▶ Stored entries
* START *

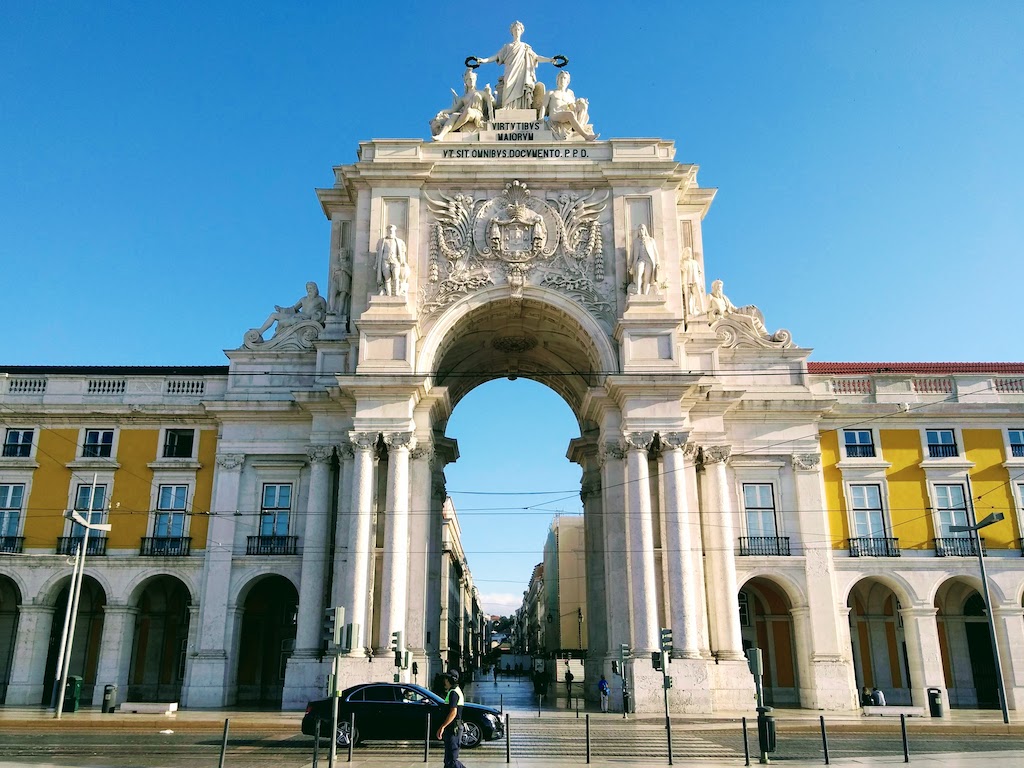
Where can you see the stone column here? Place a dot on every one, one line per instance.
(643, 591)
(28, 664)
(921, 632)
(1009, 621)
(833, 685)
(615, 545)
(210, 664)
(314, 548)
(394, 576)
(356, 602)
(115, 650)
(680, 555)
(720, 563)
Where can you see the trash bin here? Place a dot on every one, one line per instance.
(110, 697)
(73, 693)
(935, 701)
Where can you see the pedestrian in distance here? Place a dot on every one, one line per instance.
(451, 730)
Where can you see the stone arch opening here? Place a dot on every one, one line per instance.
(87, 638)
(880, 654)
(966, 644)
(10, 605)
(766, 623)
(161, 636)
(266, 640)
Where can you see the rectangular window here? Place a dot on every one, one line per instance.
(98, 442)
(83, 506)
(170, 520)
(759, 505)
(1016, 442)
(178, 443)
(17, 443)
(11, 498)
(951, 508)
(868, 519)
(274, 510)
(858, 443)
(941, 443)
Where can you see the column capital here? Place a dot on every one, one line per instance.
(363, 440)
(398, 440)
(674, 440)
(320, 454)
(806, 462)
(715, 454)
(230, 462)
(638, 440)
(612, 451)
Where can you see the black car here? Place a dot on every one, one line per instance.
(398, 712)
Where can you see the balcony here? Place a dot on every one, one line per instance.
(770, 546)
(875, 547)
(68, 545)
(272, 545)
(957, 547)
(166, 546)
(11, 545)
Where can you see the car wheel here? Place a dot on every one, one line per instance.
(343, 734)
(471, 735)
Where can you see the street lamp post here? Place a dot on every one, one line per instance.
(979, 524)
(75, 593)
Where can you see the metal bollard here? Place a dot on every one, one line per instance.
(588, 739)
(223, 743)
(906, 747)
(824, 738)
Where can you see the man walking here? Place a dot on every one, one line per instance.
(451, 730)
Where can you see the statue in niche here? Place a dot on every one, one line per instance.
(469, 112)
(643, 265)
(518, 88)
(693, 285)
(297, 327)
(392, 265)
(565, 113)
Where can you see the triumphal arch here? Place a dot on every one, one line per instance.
(517, 242)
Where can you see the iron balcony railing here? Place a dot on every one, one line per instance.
(957, 547)
(166, 546)
(272, 545)
(875, 547)
(772, 546)
(68, 545)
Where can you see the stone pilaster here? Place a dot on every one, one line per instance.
(679, 554)
(717, 514)
(28, 665)
(643, 589)
(394, 577)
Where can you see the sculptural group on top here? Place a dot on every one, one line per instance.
(518, 89)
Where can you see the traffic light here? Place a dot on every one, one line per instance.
(334, 621)
(666, 640)
(398, 648)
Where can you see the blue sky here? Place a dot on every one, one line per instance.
(159, 164)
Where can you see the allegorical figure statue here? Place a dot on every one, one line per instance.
(468, 111)
(643, 265)
(565, 113)
(309, 307)
(519, 80)
(693, 285)
(392, 265)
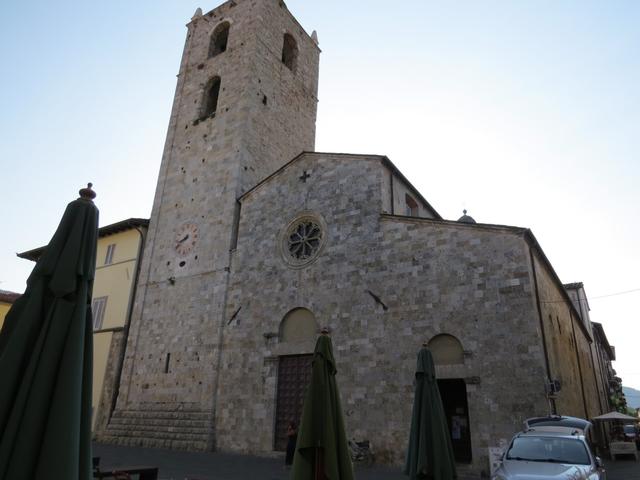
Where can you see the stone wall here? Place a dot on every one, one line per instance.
(568, 347)
(109, 383)
(431, 277)
(265, 115)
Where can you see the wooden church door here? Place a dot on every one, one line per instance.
(294, 375)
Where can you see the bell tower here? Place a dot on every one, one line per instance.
(245, 105)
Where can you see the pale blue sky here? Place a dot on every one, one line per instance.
(526, 113)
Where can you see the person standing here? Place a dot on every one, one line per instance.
(292, 437)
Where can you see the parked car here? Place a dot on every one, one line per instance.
(551, 448)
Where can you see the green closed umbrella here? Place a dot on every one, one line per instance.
(46, 358)
(430, 454)
(322, 452)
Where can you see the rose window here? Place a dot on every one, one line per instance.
(304, 240)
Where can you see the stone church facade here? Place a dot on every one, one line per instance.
(256, 242)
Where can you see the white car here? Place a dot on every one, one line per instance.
(551, 448)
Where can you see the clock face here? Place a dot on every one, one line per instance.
(186, 238)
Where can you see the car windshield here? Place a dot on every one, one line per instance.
(549, 449)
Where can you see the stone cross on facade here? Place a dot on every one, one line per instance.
(304, 176)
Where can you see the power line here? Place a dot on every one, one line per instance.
(596, 297)
(615, 294)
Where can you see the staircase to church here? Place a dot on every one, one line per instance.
(177, 430)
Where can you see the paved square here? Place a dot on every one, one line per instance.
(177, 465)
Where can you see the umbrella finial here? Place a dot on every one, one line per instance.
(87, 193)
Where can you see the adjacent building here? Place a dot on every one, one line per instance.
(117, 264)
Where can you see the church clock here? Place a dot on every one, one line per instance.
(186, 238)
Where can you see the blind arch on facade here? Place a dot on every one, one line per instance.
(210, 100)
(299, 325)
(446, 350)
(219, 39)
(290, 52)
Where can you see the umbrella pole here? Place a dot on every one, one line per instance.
(319, 466)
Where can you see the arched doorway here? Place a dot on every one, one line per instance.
(298, 327)
(447, 350)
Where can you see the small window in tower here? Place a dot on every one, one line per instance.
(210, 100)
(411, 206)
(219, 39)
(289, 52)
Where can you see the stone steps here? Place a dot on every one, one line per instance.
(178, 430)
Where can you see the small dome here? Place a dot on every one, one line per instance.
(466, 218)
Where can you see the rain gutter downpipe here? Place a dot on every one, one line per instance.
(552, 401)
(125, 331)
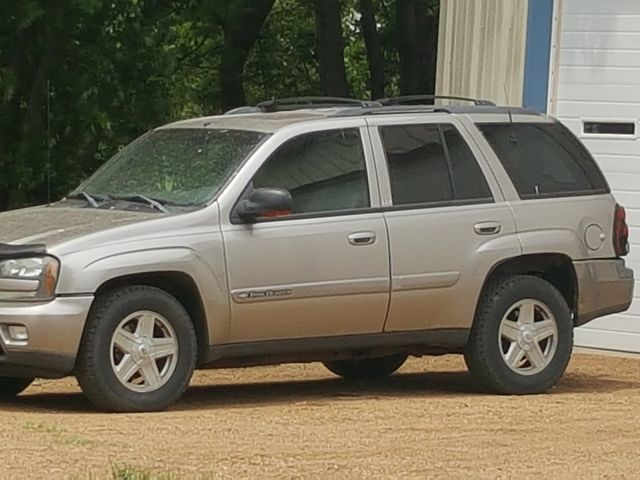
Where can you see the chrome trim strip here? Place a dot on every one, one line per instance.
(423, 281)
(18, 285)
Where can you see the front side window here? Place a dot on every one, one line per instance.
(544, 159)
(432, 164)
(181, 167)
(324, 171)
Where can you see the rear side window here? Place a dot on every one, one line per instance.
(324, 171)
(544, 160)
(432, 164)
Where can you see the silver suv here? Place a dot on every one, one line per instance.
(350, 233)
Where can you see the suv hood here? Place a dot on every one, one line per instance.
(52, 225)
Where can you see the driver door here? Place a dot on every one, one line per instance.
(322, 270)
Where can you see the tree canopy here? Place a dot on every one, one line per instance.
(81, 78)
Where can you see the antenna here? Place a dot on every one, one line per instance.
(512, 134)
(48, 166)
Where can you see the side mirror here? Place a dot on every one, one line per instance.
(265, 202)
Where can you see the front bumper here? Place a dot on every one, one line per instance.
(604, 287)
(54, 333)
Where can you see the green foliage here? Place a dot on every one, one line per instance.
(79, 79)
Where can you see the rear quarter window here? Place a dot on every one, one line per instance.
(544, 159)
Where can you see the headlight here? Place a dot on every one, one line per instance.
(25, 279)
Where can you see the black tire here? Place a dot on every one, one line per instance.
(94, 372)
(367, 368)
(484, 351)
(11, 387)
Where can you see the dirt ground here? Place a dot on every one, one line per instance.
(293, 421)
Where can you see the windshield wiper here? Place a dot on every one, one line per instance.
(137, 197)
(91, 200)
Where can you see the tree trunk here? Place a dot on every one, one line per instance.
(330, 48)
(417, 39)
(241, 25)
(374, 48)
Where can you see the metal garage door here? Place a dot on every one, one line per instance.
(595, 90)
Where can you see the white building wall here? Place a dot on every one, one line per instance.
(596, 77)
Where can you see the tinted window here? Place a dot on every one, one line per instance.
(324, 171)
(544, 160)
(468, 180)
(431, 164)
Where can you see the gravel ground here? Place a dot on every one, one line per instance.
(289, 421)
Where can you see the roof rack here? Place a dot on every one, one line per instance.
(423, 99)
(390, 109)
(296, 103)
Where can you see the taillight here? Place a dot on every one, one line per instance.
(620, 232)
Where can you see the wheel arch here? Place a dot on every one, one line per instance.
(178, 284)
(555, 268)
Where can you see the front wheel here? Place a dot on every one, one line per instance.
(522, 336)
(11, 387)
(138, 351)
(366, 368)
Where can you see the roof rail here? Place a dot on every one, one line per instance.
(297, 103)
(246, 109)
(423, 99)
(389, 110)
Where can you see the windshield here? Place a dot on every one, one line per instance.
(181, 167)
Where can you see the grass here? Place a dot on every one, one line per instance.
(127, 472)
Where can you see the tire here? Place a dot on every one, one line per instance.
(522, 336)
(367, 368)
(147, 336)
(11, 387)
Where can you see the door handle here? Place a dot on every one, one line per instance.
(362, 238)
(487, 228)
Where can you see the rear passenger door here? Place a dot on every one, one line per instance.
(447, 220)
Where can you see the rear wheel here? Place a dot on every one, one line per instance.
(366, 368)
(522, 336)
(10, 387)
(138, 351)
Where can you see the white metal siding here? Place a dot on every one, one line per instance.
(596, 76)
(481, 49)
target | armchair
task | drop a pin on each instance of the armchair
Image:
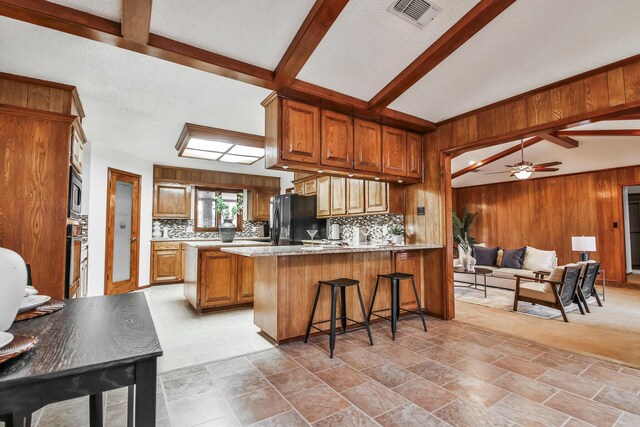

* END *

▶ Given instruction
Pull out the rows word for word, starting at the line that contains "Where can you see the front wheel" and continuing through the end of the rows. Leave the pictures out of your answer.

▶ Solution to this exercise
Where can you see the front wheel here? Place a dot on every one, one line per instance.
(522, 336)
(11, 387)
(138, 351)
(366, 368)
Where can you see the roof rail here? Place a dot on every one, one line per instance.
(297, 103)
(246, 109)
(423, 99)
(389, 110)
Where can you see the windshield here? Place a dot on every one, one line per instance.
(181, 167)
Where can you see the grass here? Place a dot on every one, one line per instance.
(127, 472)
Where can you see the tire here? Place a dot on every one, one line per instance.
(522, 336)
(367, 368)
(147, 336)
(11, 387)
Where can you see the door handle here? Place a dot on every one, one line per instance.
(362, 238)
(487, 228)
Where can you see the rear passenger door here? Place a dot on every one, one line per instance.
(447, 220)
Where can you see the rear wheel here? Place a dot on every one, one line per instance.
(366, 368)
(522, 336)
(10, 387)
(138, 351)
Where can you see the white metal siding here? Place a dot on every one, one line per instance.
(596, 76)
(481, 49)
target | armchair
task | drop a pin on each instance of the armchair
Image:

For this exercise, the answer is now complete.